Please write out the material that follows, exactly as it stands.

########################################

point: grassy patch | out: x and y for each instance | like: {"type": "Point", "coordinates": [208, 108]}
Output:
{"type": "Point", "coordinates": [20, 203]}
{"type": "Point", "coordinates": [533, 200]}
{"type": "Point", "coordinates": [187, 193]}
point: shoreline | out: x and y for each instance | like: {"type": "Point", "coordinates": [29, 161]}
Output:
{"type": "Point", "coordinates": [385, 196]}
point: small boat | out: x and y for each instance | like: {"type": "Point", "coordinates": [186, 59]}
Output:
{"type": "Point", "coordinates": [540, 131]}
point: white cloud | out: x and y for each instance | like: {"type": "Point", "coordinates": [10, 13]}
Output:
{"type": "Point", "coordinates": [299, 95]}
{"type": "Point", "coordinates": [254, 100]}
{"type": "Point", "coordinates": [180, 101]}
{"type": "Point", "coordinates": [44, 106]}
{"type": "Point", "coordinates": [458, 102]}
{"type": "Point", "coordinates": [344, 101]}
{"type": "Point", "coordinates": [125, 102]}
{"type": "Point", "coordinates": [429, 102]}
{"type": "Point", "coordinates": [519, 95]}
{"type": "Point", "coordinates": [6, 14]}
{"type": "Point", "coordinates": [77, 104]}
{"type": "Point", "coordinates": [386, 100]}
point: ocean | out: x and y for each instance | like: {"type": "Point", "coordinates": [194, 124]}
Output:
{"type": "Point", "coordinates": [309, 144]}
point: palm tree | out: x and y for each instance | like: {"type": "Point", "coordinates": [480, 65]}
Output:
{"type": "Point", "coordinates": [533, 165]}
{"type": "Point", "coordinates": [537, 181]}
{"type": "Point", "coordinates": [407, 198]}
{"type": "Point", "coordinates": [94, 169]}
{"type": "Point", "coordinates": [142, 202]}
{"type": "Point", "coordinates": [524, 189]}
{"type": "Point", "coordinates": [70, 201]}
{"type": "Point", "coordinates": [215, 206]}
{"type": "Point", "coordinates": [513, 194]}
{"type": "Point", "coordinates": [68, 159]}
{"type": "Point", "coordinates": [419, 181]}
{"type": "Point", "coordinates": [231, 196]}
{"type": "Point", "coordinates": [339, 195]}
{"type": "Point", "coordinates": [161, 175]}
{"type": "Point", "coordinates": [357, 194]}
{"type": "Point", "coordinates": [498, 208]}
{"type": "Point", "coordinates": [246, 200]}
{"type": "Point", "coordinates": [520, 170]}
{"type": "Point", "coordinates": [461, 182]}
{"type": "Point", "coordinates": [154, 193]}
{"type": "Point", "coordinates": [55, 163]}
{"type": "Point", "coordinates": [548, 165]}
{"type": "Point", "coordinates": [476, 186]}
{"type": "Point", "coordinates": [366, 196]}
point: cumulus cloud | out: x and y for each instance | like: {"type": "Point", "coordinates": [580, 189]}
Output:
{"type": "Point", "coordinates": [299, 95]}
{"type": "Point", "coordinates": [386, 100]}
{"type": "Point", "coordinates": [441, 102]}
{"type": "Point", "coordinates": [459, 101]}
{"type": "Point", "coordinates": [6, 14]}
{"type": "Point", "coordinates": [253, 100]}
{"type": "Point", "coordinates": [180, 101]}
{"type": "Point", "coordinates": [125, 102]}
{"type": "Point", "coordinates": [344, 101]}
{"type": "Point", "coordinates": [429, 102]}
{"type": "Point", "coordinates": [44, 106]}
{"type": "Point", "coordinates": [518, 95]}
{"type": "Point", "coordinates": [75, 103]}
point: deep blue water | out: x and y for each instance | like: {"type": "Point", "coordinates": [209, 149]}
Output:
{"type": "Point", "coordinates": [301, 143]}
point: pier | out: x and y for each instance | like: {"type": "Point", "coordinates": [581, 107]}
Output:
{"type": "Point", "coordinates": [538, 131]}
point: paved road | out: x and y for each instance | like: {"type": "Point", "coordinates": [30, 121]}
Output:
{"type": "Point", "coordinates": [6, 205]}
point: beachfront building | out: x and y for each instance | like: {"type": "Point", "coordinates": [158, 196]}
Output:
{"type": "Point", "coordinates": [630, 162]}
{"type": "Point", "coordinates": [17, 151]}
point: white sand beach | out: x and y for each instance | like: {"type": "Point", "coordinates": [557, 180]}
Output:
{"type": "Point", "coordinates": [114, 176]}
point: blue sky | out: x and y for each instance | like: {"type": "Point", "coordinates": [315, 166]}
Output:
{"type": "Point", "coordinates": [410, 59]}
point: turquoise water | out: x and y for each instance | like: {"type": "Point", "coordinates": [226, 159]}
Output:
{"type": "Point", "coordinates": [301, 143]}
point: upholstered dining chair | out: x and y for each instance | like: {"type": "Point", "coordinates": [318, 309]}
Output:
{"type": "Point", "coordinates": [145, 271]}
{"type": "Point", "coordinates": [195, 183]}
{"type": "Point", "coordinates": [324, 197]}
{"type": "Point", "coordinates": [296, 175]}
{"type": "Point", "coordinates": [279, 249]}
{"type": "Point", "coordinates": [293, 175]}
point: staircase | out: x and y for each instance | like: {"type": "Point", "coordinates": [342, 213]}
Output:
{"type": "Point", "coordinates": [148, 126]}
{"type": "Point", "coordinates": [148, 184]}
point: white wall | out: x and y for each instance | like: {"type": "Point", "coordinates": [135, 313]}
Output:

########################################

WRITTEN SOLUTION:
point: grassy patch | out: x and y for each instance | like: {"type": "Point", "coordinates": [208, 108]}
Output:
{"type": "Point", "coordinates": [20, 203]}
{"type": "Point", "coordinates": [533, 200]}
{"type": "Point", "coordinates": [187, 193]}
point: shoreline | out: x and y for each instance | like: {"type": "Point", "coordinates": [29, 161]}
Output:
{"type": "Point", "coordinates": [385, 196]}
point: small boat | out: x and y for each instance | like: {"type": "Point", "coordinates": [186, 59]}
Output:
{"type": "Point", "coordinates": [540, 131]}
point: white cloud | out: x and y for each instance | like: {"type": "Point", "coordinates": [10, 13]}
Output:
{"type": "Point", "coordinates": [299, 95]}
{"type": "Point", "coordinates": [254, 100]}
{"type": "Point", "coordinates": [180, 101]}
{"type": "Point", "coordinates": [44, 106]}
{"type": "Point", "coordinates": [458, 102]}
{"type": "Point", "coordinates": [344, 101]}
{"type": "Point", "coordinates": [125, 102]}
{"type": "Point", "coordinates": [429, 102]}
{"type": "Point", "coordinates": [519, 95]}
{"type": "Point", "coordinates": [6, 14]}
{"type": "Point", "coordinates": [77, 104]}
{"type": "Point", "coordinates": [386, 100]}
point: ocean | out: x and y for each instance | like: {"type": "Point", "coordinates": [194, 124]}
Output:
{"type": "Point", "coordinates": [309, 144]}
point: palm tree | out: x and y for each instance | like: {"type": "Point", "coordinates": [480, 65]}
Output:
{"type": "Point", "coordinates": [533, 165]}
{"type": "Point", "coordinates": [537, 181]}
{"type": "Point", "coordinates": [407, 198]}
{"type": "Point", "coordinates": [94, 169]}
{"type": "Point", "coordinates": [142, 202]}
{"type": "Point", "coordinates": [524, 189]}
{"type": "Point", "coordinates": [70, 201]}
{"type": "Point", "coordinates": [215, 206]}
{"type": "Point", "coordinates": [513, 194]}
{"type": "Point", "coordinates": [68, 159]}
{"type": "Point", "coordinates": [419, 181]}
{"type": "Point", "coordinates": [231, 196]}
{"type": "Point", "coordinates": [339, 195]}
{"type": "Point", "coordinates": [161, 175]}
{"type": "Point", "coordinates": [357, 194]}
{"type": "Point", "coordinates": [498, 208]}
{"type": "Point", "coordinates": [246, 200]}
{"type": "Point", "coordinates": [520, 170]}
{"type": "Point", "coordinates": [461, 182]}
{"type": "Point", "coordinates": [154, 193]}
{"type": "Point", "coordinates": [55, 163]}
{"type": "Point", "coordinates": [548, 165]}
{"type": "Point", "coordinates": [476, 186]}
{"type": "Point", "coordinates": [366, 196]}
point: cumulus cloud | out: x and y for each instance | like: {"type": "Point", "coordinates": [580, 189]}
Output:
{"type": "Point", "coordinates": [299, 95]}
{"type": "Point", "coordinates": [386, 100]}
{"type": "Point", "coordinates": [441, 102]}
{"type": "Point", "coordinates": [459, 101]}
{"type": "Point", "coordinates": [6, 14]}
{"type": "Point", "coordinates": [253, 100]}
{"type": "Point", "coordinates": [180, 101]}
{"type": "Point", "coordinates": [125, 102]}
{"type": "Point", "coordinates": [344, 101]}
{"type": "Point", "coordinates": [429, 102]}
{"type": "Point", "coordinates": [44, 106]}
{"type": "Point", "coordinates": [518, 95]}
{"type": "Point", "coordinates": [75, 103]}
point: deep blue water | out: x and y for each instance | like: {"type": "Point", "coordinates": [209, 149]}
Output:
{"type": "Point", "coordinates": [301, 143]}
point: pier | out: x and y for each instance | like: {"type": "Point", "coordinates": [581, 107]}
Output:
{"type": "Point", "coordinates": [538, 131]}
point: paved road | out: x and y for each instance | like: {"type": "Point", "coordinates": [30, 121]}
Output:
{"type": "Point", "coordinates": [6, 205]}
point: beachfront building | out: x and y for each instance | like: {"type": "Point", "coordinates": [158, 196]}
Output:
{"type": "Point", "coordinates": [630, 162]}
{"type": "Point", "coordinates": [17, 151]}
point: white sand beach | out: x and y for each instance | like: {"type": "Point", "coordinates": [557, 180]}
Output:
{"type": "Point", "coordinates": [114, 176]}
point: blue sky | out: x and y for each instance | like: {"type": "Point", "coordinates": [315, 166]}
Output:
{"type": "Point", "coordinates": [410, 59]}
point: turquoise water | out: x and y for each instance | like: {"type": "Point", "coordinates": [226, 159]}
Output:
{"type": "Point", "coordinates": [301, 143]}
point: upholstered dining chair | out: x and y for each instance | like: {"type": "Point", "coordinates": [318, 309]}
Output:
{"type": "Point", "coordinates": [145, 271]}
{"type": "Point", "coordinates": [195, 183]}
{"type": "Point", "coordinates": [324, 197]}
{"type": "Point", "coordinates": [296, 175]}
{"type": "Point", "coordinates": [279, 249]}
{"type": "Point", "coordinates": [293, 175]}
point: staircase | out: x and y for each instance | like: {"type": "Point", "coordinates": [342, 213]}
Output:
{"type": "Point", "coordinates": [148, 126]}
{"type": "Point", "coordinates": [148, 184]}
point: white wall | out: x and y for each instance | like: {"type": "Point", "coordinates": [135, 313]}
Output:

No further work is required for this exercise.